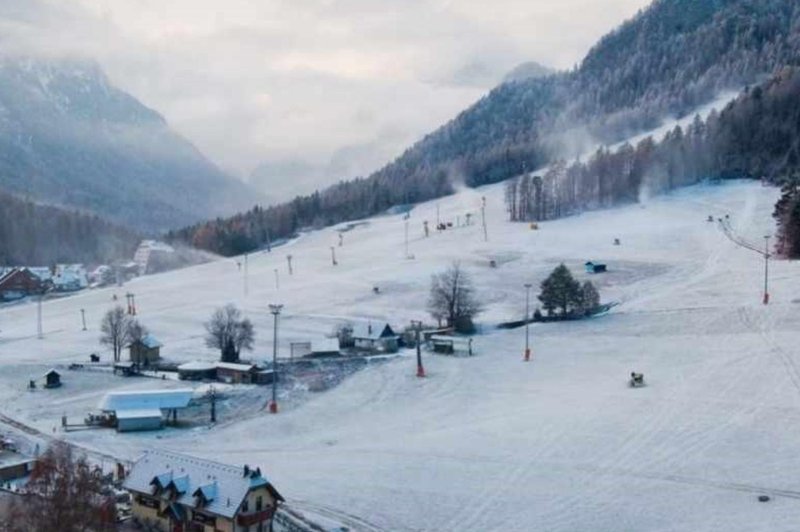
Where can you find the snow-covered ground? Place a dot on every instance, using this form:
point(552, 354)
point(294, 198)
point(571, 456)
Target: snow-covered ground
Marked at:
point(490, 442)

--

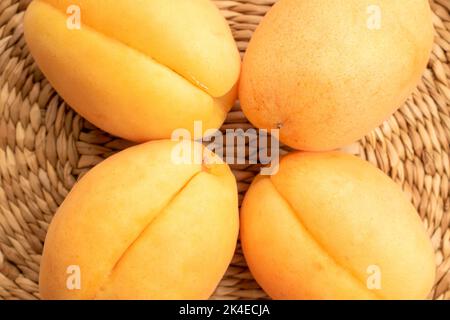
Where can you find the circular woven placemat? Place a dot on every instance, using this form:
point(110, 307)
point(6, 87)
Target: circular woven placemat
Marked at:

--

◆ WHAT YOU SHOULD DO:
Format the listing lines from the one containing "Where can you find the snow-covered" through the one containing "point(490, 442)", inclusive, as a JSON array of strings. Use one string per line and leave out any blank lines.

◆ FINISHED TASK:
[
  "Where can you find the snow-covered ground? Place a dot on every instance, using this form:",
  "point(552, 354)",
  "point(294, 198)",
  "point(571, 456)",
  "Target: snow-covered ground",
  "Marked at:",
  "point(490, 442)"
]